SET TASK
Repeat, word for word, every line from the line holding "TARGET = hanging display sign" through the final line of the entries below. Skip all pictures.

EXTRACTED ENTRIES
▼
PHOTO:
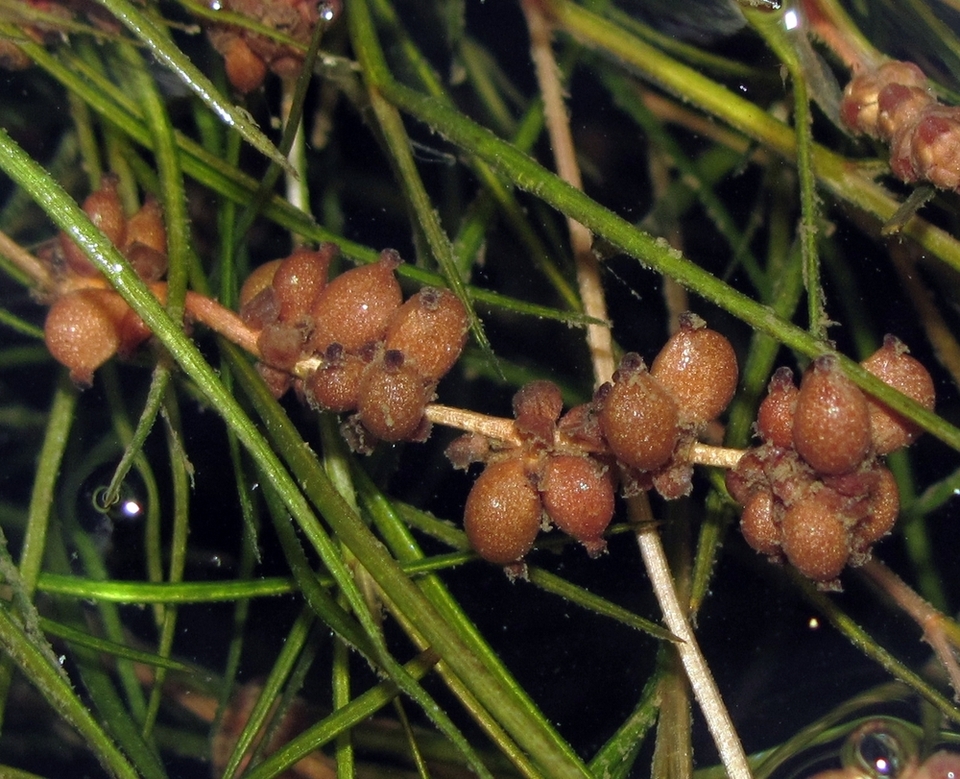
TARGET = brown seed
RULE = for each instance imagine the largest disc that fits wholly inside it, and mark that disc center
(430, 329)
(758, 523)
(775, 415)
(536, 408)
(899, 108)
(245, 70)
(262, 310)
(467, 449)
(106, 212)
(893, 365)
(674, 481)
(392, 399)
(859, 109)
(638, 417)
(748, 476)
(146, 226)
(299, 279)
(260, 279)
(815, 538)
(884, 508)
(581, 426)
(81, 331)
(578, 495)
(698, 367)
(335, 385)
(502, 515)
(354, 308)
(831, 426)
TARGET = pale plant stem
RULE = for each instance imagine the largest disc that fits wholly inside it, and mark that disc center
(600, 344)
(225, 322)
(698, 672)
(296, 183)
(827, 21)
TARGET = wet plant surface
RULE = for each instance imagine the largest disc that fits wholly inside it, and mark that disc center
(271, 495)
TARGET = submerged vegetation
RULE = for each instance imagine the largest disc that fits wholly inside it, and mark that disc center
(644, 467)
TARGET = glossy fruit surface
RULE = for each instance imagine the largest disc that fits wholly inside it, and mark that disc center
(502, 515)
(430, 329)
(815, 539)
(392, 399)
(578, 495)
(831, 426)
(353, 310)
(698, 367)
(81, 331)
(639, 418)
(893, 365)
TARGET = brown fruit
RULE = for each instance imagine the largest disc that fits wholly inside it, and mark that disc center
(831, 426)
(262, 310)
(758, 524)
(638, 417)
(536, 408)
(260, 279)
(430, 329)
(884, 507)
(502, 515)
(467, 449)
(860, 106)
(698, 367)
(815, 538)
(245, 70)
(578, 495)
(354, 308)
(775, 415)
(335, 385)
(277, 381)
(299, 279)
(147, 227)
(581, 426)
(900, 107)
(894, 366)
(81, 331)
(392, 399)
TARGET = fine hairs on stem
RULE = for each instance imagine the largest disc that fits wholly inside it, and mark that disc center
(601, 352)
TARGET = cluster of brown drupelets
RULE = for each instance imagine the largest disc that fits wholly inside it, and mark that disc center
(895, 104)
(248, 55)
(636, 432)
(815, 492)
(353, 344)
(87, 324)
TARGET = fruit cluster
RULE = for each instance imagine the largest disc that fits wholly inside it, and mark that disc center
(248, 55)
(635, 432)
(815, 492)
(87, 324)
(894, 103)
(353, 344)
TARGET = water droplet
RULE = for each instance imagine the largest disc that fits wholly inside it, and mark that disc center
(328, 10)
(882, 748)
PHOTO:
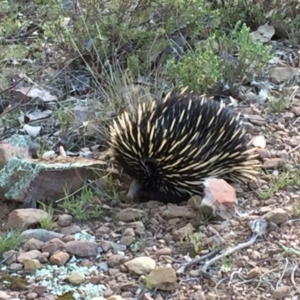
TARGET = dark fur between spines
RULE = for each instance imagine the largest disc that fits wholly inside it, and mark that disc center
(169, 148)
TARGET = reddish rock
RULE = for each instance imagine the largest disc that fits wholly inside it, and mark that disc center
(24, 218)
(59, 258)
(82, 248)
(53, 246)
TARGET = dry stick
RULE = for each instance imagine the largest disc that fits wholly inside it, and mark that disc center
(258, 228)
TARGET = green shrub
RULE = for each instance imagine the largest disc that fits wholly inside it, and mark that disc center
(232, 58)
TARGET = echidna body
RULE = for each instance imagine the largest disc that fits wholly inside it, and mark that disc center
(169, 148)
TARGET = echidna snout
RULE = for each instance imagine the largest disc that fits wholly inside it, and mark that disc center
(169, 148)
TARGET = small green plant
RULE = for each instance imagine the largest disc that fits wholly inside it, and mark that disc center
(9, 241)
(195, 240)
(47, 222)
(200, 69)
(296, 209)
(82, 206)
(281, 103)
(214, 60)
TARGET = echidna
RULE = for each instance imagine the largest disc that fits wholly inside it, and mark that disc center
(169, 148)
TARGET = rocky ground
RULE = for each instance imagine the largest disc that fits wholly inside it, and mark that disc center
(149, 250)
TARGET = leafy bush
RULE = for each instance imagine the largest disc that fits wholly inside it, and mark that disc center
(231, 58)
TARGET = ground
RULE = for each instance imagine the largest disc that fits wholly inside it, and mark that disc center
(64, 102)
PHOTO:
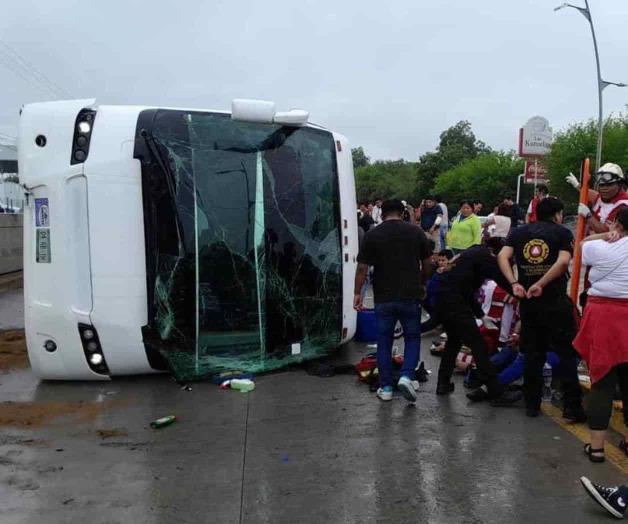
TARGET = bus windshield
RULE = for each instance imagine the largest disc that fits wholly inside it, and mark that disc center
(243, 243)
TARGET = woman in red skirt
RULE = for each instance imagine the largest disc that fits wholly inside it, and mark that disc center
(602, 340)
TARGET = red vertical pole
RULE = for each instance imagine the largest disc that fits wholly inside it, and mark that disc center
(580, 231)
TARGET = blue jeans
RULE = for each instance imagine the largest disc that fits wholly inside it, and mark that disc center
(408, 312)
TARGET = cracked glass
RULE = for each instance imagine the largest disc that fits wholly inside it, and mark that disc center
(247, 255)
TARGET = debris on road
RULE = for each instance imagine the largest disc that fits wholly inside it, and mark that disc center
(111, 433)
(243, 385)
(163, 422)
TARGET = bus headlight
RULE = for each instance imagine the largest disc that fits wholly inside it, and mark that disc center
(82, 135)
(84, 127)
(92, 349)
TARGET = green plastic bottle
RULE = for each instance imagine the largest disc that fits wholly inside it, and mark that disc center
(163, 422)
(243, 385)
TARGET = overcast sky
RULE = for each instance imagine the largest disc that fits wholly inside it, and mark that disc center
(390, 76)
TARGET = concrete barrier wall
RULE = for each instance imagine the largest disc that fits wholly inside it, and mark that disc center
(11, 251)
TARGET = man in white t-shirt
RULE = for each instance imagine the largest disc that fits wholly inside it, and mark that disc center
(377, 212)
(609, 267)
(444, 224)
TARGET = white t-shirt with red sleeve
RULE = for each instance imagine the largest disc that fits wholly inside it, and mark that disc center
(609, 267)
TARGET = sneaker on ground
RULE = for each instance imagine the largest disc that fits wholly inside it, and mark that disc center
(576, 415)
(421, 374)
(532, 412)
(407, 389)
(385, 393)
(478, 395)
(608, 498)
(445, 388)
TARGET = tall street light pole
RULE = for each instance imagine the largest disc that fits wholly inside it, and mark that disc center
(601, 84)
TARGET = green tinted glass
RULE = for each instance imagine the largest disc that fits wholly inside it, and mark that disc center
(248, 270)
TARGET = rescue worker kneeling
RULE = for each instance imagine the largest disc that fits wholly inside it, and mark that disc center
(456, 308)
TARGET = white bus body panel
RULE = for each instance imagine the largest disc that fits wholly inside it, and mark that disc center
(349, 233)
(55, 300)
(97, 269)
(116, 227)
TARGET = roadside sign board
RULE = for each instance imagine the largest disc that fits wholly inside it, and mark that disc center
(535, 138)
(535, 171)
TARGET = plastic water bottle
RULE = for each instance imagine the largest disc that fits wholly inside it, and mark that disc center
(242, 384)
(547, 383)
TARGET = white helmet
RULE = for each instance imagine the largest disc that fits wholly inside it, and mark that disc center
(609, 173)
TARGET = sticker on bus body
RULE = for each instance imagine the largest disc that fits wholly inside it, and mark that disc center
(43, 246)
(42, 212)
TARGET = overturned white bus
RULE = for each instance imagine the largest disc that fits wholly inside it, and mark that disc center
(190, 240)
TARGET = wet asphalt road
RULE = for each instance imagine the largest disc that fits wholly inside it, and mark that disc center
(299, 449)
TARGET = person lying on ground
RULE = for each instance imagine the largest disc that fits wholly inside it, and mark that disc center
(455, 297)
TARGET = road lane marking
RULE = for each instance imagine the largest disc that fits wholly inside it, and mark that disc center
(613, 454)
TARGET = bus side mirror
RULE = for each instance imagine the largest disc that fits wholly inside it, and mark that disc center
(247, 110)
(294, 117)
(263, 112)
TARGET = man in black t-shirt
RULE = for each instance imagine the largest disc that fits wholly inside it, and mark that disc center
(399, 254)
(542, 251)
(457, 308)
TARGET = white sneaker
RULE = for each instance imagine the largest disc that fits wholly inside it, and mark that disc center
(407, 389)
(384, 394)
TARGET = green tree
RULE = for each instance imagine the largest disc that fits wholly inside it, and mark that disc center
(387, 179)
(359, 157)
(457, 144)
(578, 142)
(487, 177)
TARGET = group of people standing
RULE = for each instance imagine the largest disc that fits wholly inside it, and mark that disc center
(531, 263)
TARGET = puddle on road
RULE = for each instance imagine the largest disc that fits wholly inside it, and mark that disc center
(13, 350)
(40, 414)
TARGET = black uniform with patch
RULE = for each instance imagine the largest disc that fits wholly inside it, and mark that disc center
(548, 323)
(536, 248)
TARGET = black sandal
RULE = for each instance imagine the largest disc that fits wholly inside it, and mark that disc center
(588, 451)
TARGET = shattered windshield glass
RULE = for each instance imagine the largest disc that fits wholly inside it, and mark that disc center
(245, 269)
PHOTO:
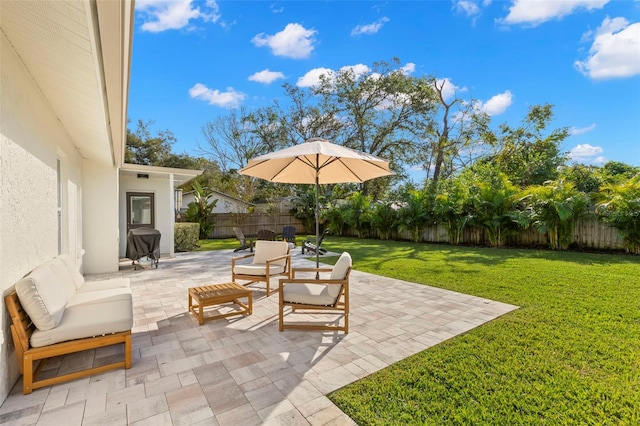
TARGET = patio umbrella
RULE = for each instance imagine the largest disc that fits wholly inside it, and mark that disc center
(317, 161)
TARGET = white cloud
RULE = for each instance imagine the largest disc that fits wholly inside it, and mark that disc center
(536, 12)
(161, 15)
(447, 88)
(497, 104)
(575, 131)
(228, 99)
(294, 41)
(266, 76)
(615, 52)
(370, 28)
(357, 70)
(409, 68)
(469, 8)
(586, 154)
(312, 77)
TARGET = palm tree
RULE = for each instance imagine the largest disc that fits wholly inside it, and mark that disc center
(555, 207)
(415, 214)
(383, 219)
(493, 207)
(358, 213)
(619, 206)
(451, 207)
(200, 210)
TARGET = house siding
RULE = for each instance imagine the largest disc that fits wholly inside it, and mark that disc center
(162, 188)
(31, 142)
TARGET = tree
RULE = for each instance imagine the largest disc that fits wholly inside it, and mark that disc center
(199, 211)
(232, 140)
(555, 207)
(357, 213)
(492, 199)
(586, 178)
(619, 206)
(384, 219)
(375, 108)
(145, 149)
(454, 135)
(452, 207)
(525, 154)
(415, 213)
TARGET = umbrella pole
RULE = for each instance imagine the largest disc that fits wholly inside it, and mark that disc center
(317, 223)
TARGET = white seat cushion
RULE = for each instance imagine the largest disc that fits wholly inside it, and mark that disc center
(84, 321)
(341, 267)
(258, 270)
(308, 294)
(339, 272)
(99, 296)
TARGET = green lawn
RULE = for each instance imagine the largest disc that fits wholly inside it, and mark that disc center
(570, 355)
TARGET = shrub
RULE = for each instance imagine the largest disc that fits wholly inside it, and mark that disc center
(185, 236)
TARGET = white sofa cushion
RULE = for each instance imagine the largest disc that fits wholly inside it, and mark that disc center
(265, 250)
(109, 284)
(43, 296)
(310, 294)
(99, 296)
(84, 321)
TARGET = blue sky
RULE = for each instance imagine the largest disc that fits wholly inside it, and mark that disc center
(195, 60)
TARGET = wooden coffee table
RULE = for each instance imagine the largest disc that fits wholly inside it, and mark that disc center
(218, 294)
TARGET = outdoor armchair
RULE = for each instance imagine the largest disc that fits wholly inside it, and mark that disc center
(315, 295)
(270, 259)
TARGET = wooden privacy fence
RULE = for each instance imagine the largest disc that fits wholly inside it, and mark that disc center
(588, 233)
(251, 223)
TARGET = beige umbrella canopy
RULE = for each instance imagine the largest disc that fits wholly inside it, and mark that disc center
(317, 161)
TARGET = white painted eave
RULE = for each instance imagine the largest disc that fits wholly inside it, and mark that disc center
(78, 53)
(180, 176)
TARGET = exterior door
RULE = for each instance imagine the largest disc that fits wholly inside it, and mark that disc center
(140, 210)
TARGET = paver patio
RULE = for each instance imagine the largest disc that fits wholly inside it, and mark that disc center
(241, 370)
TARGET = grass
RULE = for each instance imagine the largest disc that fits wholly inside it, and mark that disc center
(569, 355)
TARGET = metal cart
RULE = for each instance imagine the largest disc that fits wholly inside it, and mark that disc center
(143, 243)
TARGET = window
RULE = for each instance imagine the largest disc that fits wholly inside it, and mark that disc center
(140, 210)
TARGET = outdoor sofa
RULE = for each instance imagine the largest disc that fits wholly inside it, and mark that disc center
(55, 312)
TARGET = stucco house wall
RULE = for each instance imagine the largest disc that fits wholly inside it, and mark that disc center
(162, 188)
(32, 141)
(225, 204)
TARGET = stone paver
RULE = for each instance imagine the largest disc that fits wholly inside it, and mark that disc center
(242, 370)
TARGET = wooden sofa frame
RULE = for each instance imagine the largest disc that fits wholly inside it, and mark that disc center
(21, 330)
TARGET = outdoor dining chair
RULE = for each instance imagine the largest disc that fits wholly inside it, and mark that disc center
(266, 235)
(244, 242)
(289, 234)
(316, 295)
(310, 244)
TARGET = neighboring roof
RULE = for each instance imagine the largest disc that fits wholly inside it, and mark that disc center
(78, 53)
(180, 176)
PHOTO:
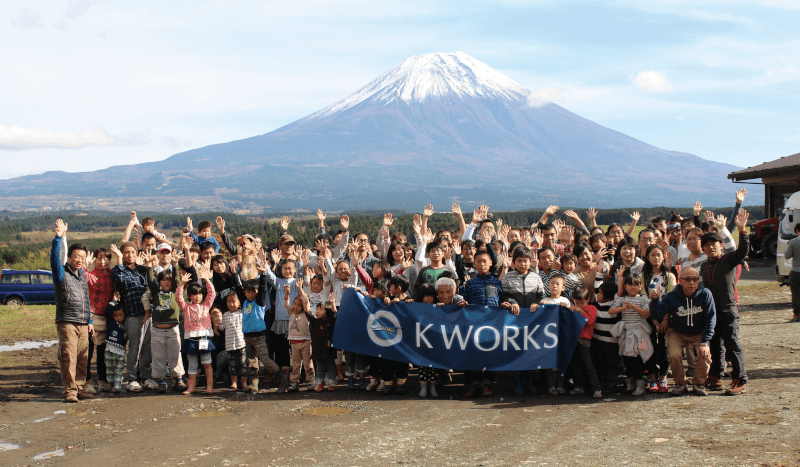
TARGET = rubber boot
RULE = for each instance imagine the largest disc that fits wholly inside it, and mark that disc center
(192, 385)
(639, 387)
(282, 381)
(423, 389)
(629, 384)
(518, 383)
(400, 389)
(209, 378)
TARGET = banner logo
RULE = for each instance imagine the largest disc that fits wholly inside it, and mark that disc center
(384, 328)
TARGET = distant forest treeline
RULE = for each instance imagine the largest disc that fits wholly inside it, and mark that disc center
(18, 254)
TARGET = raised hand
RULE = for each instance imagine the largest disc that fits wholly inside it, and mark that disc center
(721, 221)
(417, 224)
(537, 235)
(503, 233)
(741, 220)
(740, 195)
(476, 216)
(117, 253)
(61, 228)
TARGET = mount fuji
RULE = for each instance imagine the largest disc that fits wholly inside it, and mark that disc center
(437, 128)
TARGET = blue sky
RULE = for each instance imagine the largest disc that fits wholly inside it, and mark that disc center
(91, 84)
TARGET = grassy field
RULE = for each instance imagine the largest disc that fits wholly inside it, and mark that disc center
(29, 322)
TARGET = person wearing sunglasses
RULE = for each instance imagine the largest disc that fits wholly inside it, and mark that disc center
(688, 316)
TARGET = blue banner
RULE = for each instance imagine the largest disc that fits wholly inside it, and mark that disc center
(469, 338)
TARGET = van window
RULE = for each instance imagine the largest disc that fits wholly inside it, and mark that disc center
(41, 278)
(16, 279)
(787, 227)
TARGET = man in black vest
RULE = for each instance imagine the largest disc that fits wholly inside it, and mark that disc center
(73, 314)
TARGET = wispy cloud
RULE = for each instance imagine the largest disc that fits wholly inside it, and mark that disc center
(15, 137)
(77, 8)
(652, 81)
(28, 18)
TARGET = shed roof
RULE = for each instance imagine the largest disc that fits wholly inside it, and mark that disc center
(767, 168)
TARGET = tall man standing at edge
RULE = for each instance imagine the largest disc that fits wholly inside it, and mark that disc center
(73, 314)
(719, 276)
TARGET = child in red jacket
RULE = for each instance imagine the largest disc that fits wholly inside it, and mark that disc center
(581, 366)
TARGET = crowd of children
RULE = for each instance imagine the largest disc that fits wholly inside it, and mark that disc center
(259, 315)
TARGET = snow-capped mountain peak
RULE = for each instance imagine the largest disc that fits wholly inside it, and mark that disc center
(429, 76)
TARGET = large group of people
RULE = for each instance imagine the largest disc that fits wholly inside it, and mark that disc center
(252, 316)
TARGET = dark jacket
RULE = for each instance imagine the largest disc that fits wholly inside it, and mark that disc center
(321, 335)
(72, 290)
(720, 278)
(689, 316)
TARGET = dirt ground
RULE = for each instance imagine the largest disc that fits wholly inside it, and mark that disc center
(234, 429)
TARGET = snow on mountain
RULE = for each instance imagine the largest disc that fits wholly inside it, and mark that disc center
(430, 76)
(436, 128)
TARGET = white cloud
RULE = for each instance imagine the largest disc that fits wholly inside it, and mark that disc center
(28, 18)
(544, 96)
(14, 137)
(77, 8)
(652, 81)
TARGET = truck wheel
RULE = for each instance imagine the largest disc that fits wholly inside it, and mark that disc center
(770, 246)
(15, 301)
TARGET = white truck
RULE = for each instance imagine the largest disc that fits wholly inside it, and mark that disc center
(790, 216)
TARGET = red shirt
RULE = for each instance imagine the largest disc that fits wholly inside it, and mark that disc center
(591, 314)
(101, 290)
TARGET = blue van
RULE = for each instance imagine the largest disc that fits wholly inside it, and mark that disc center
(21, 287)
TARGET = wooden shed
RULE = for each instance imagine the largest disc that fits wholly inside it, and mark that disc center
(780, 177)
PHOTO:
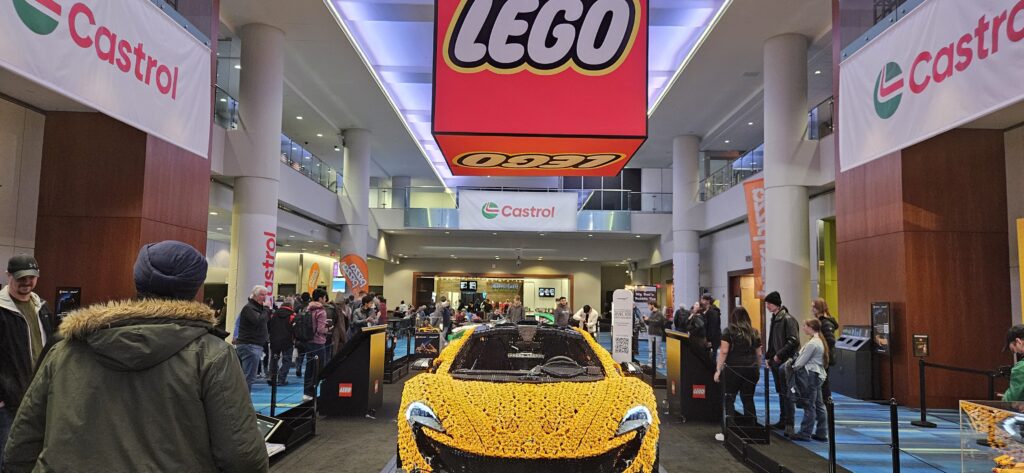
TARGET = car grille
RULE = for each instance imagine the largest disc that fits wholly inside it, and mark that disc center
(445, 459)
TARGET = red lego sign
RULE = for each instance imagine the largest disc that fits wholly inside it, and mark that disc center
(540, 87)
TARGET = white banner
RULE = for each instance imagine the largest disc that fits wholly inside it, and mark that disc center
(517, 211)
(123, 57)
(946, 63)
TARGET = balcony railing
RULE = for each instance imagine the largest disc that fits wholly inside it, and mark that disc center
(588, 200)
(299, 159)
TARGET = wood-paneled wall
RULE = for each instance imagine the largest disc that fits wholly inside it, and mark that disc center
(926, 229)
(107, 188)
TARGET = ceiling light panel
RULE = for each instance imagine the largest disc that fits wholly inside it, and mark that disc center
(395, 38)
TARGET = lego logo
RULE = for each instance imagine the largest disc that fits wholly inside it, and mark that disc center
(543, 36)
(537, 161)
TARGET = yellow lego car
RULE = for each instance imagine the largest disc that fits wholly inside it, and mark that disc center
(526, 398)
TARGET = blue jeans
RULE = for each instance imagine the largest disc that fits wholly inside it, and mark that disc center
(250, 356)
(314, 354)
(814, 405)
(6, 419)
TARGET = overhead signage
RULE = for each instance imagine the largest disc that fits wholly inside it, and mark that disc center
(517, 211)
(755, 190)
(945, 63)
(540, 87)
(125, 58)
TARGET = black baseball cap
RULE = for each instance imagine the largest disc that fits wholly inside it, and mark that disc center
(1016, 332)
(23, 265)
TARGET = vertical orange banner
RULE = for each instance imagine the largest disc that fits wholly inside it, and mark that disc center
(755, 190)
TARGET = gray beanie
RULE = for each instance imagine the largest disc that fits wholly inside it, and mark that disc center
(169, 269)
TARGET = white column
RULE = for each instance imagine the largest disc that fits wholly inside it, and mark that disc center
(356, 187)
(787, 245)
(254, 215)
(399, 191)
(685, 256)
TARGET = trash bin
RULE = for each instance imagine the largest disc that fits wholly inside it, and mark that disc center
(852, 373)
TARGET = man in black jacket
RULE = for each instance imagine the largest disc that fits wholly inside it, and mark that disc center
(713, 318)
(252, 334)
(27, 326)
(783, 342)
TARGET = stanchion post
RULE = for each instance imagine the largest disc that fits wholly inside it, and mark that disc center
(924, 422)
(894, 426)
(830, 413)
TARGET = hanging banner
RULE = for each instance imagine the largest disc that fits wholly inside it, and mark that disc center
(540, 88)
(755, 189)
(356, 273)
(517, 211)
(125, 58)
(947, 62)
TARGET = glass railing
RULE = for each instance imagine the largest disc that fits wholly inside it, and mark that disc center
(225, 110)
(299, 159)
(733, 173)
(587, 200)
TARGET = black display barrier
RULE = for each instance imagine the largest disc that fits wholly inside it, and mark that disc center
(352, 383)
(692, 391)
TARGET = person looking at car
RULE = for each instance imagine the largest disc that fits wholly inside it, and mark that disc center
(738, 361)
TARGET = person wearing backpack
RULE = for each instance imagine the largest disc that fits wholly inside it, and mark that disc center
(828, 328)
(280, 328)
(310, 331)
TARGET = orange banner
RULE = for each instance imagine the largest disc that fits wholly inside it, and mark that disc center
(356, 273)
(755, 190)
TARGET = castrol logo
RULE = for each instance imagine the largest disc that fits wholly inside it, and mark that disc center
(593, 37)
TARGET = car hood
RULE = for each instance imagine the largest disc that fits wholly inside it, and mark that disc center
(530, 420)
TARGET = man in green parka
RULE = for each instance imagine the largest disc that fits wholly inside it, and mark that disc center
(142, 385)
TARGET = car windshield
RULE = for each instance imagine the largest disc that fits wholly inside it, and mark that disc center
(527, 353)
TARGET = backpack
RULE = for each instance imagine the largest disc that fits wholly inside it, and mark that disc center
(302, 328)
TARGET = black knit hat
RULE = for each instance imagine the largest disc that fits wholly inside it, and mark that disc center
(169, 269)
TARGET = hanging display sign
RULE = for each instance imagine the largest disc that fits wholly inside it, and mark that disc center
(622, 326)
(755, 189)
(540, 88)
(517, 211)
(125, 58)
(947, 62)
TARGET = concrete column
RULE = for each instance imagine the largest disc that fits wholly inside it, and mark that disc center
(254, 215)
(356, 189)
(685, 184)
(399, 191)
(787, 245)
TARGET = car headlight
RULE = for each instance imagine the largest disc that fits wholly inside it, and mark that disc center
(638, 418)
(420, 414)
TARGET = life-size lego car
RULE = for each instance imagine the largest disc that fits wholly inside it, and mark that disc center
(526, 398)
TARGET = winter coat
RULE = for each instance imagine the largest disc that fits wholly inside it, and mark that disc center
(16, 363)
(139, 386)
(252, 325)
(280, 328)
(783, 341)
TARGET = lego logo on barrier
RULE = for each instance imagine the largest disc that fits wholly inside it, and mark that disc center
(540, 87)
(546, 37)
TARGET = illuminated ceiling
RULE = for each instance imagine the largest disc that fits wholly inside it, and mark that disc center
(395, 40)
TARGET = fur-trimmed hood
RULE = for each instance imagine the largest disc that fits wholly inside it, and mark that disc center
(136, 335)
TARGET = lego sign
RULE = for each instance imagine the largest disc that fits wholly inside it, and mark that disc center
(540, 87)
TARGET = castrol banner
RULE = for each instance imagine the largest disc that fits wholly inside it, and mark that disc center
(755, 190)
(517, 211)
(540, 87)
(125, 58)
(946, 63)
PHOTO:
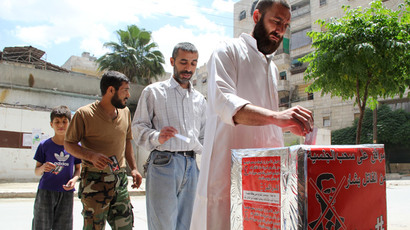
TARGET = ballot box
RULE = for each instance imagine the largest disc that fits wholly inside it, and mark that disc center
▲
CORRECT OUTPUT
TARGET = hanging display sign
RULE = for each instance imagine the largest disc that fits wholly inside it, and mark that disc center
(622, 326)
(755, 189)
(540, 88)
(517, 211)
(125, 58)
(947, 62)
TARGET = concrete column
RULE = for each instance imagine the largest disc that fits wholly inside it, and mark that disc center
(254, 215)
(356, 189)
(685, 184)
(399, 191)
(787, 245)
TARGET = car headlight
RULE = for each instance imagine the largest disc that fits wholly inside it, and mark that disc center
(638, 418)
(420, 414)
TARGET = life-size lego car
RULE = for each instance imagine the largest disc that fits wholly inside it, and mark that disc center
(526, 398)
TARGET = winter coat
RULE = for each instance imagine the largest disc that fits wholly inside it, and mark that disc center
(16, 363)
(139, 386)
(252, 325)
(280, 328)
(783, 341)
TARGET = lego logo on barrier
RULE = for each instance imagine the largest disc that fits wholly inside it, and mark that disc center
(540, 87)
(546, 37)
TARGET = illuminated ceiling
RULE = for each instance imagine the largest disc that fits wholly inside it, and mark that disc center
(395, 40)
TARGET = fur-trimmed hood
RULE = for each instance imagine the largest disc that fits wholly inside it, and mark that disc center
(136, 335)
TARGET = lego sign
RULE = for each instance imagine the largest disc that fits wholly inside it, and mark that disc center
(540, 87)
TARGET = castrol banner
RULE = for each instance imagine the largest disc that fits wholly inside it, and mark that disc center
(755, 190)
(517, 211)
(540, 87)
(125, 58)
(946, 63)
PHOTO:
TARGET = ballot box
RULE = for each instance imagine the largest disc that fits wholly inside it, and mark that disc center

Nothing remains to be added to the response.